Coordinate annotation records
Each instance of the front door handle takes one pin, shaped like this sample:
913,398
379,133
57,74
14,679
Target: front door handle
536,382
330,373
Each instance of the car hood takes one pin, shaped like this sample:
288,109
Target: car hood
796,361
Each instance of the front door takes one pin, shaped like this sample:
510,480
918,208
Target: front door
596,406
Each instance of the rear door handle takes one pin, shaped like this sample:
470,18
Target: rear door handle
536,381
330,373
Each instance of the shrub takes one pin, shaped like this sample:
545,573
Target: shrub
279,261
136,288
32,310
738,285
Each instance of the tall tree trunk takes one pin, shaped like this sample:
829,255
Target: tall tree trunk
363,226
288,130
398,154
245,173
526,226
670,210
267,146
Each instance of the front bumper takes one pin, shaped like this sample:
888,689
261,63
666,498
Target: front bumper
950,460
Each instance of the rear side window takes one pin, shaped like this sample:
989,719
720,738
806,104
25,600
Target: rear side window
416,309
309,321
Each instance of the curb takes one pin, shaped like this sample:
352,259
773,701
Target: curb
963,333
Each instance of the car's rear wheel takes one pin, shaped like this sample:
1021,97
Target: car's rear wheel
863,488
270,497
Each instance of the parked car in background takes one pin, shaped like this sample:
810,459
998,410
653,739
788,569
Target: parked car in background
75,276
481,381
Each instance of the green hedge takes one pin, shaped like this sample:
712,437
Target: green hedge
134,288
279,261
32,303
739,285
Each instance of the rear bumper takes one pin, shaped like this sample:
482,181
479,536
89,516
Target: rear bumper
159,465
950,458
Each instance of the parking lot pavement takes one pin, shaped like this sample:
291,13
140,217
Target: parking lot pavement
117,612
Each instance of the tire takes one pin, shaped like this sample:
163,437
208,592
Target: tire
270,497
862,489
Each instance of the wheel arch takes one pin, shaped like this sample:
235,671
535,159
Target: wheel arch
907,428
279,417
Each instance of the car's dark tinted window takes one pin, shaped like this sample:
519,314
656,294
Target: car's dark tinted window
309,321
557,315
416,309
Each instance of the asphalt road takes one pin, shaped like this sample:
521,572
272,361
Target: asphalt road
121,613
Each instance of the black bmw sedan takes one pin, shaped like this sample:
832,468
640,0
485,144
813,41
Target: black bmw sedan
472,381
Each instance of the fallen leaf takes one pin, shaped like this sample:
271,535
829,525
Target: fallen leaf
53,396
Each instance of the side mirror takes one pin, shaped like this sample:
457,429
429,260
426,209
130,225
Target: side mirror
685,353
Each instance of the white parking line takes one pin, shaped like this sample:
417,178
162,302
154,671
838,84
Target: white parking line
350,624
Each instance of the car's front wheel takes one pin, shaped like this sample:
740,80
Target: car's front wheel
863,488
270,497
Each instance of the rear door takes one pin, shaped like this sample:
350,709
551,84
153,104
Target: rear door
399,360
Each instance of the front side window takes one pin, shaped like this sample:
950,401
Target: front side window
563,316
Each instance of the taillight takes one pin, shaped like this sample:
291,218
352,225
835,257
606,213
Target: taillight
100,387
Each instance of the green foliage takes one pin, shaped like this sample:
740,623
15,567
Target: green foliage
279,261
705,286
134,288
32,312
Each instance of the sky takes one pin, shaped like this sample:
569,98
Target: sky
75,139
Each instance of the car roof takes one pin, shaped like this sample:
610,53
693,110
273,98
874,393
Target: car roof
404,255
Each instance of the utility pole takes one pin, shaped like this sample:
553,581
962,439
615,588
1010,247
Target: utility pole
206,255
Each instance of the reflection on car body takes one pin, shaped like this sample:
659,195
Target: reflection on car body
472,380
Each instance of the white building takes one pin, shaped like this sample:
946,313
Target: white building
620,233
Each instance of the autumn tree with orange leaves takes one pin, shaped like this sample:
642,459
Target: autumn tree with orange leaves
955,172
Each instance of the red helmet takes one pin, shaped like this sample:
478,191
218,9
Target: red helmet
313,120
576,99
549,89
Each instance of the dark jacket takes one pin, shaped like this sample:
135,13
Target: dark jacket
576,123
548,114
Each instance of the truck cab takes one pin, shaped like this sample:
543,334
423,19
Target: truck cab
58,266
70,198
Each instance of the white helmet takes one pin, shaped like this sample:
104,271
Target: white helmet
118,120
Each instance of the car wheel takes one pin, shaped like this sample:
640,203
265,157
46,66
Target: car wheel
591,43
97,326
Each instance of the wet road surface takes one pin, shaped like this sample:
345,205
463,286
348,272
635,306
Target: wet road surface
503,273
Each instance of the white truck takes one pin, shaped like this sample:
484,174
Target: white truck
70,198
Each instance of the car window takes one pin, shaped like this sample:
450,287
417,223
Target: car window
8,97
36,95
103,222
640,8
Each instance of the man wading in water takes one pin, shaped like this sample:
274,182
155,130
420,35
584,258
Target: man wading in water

[WHAT IS NEEDED] Could you transcribe the records in full, exactly?

[EXERCISE RESULT]
Each instance of the front door handle takes one pin, shaped like this sample:
913,398
379,133
57,74
14,679
Target: front door handle
536,382
330,373
Each instance of the car hood takes one pin, shaped like this sample:
288,109
Target: car hood
796,361
Each instance of the front door takes one pin, shaped like this sample:
510,480
918,208
Target: front door
596,406
Each instance of the rear door handle takes one pin, shaped like this sample:
470,18
Target: rear door handle
536,381
330,373
Each instance of the shrub takes one pin, shaped like this sample:
545,573
Target: shrub
279,261
136,288
32,310
738,285
Each instance of the tall tree trunk takes one pin, shaped like this sample:
829,255
Target: tall tree trunk
363,226
288,130
398,154
245,173
526,226
670,210
267,146
Each instance of the front bumper takes one pin, shaped like this sample:
888,689
261,63
666,498
Target: front bumper
950,460
Each instance of the rear side window takes one pin, shaped like this sample:
989,719
720,738
806,104
25,600
Target: rear side window
416,309
309,321
Each instance of the curb takes one pin, shaped like this sample:
352,259
773,701
Target: curb
963,333
Each instance of the car's rear wheel takes one pin, shaped like this sample:
1021,97
Target: car's rear wheel
863,488
270,497
Each instance of the parked car in background takes one pin, shaped like this sample:
810,459
998,410
653,739
788,569
Target: parked car in background
75,276
481,381
Each instance of the green hedge takes one pin, shaped like this sample:
712,437
Target: green hedge
134,288
279,261
32,303
739,285
Each instance of the rear bumper takes one pin, shaped like this sample:
482,181
479,536
89,516
Target: rear bumper
159,465
950,458
Each instance of the parking lot pavement takes one pin, shaped like this sample:
291,13
140,217
Target: parking lot pavement
117,612
Each instance of the tire takes one pin, shaped like this sample:
163,437
208,592
Target: tire
270,497
862,489
Each instance of the wheel arch takes one pin, shaped like this sample:
235,671
535,159
Target: wheel arch
907,428
279,417
Each instance of the car's dark tinted window takes one pin, shaped like this sample:
519,314
656,294
Target: car's dark tinted window
309,321
557,315
416,309
Each instance of the asphalt road takes one pin, shaped like this sample:
521,572
272,361
Target: asphalt road
121,613
Each instance of the black bmw sedan takes one pin, shaped like this sample:
832,468
640,0
485,144
813,41
Target: black bmw sedan
472,381
Each instance of the fallen leaf takes one pin, shaped like this sample:
271,535
829,525
Target: fallen leaf
53,396
Each instance of the side mirror takes one pin, shaped like this sample:
457,429
429,260
426,209
130,225
Target: side mirror
685,353
Each instance of the white parking line takes one pin, shaped like this sample:
417,178
162,302
154,671
838,84
Target: white parking line
350,624
Each instance of the car's front wheel takes one pin, shaped like this sample:
740,80
Target: car's front wheel
863,488
270,497
Each instance of the rear door takes one pin, shaped like this sample:
350,709
551,84
153,104
Target: rear door
399,360
Each instance of the front side window takes one pin, shaped like this sample:
950,401
Target: front side window
563,316
Each instance of the taillight takes one pin, shaped like this sample:
291,218
352,225
835,257
606,213
Target: taillight
100,387
Each instance of the green foliage takes one pin, shaped like this sample:
740,623
15,567
Target: green foliage
279,261
705,286
134,288
32,312
Each instance of the sky takes one pin, shaped like this sample:
569,98
Target: sky
75,139
Each instance of the car roof takes one pin, shaped like this sample:
610,53
693,110
273,98
874,393
Target: car roof
404,255
Each instance of the utility pole takes one pin, shaped like this sample:
553,581
962,439
615,588
1010,247
Target: utility pole
206,255
Each instance of the reflection on car body takes one pin, shaped like this sample:
659,195
Target: reflection on car body
472,380
Each instance of the white building takes one pin, shaped like this sample:
946,313
Target: white building
620,233
Each instance of the autumn tree with orange leaves takes one pin, shaped like this sample:
642,459
Target: autumn tree with orange leaves
955,172
Each instance of the red helmet takes one pin, shaped like this sample:
478,191
218,9
Target: red helmet
313,120
576,99
549,89
Each instance of the dark jacket takes one pin, shaped like this sample:
135,13
Target: dark jacket
576,123
548,114
Each instance of the truck cab takes one pin, shaped like this sample:
543,334
423,19
Target: truck cab
58,266
70,198
Each instance of the white helmet takes one pin, shaped like this sample:
104,271
Target: white helmet
118,120
Each instance of the car wheel takes one pin, shaped like this sample:
640,203
265,157
46,66
Target: car wheel
591,43
97,326
Each instance of the wet road surface takes one pin, shaped like this sample:
345,205
463,286
348,272
635,306
Target: wet road surface
503,273
Each instance of the white truck takes one pin, shaped like this sample:
484,174
Target: white truck
70,198
Each instance of the car window takes one pin, shaped like this sample:
450,287
417,223
Target: car window
8,97
36,95
103,222
640,8
Each instance of the man wading in water takes one pin, shaped like this sample:
274,182
155,130
420,35
584,258
Target: man wading in water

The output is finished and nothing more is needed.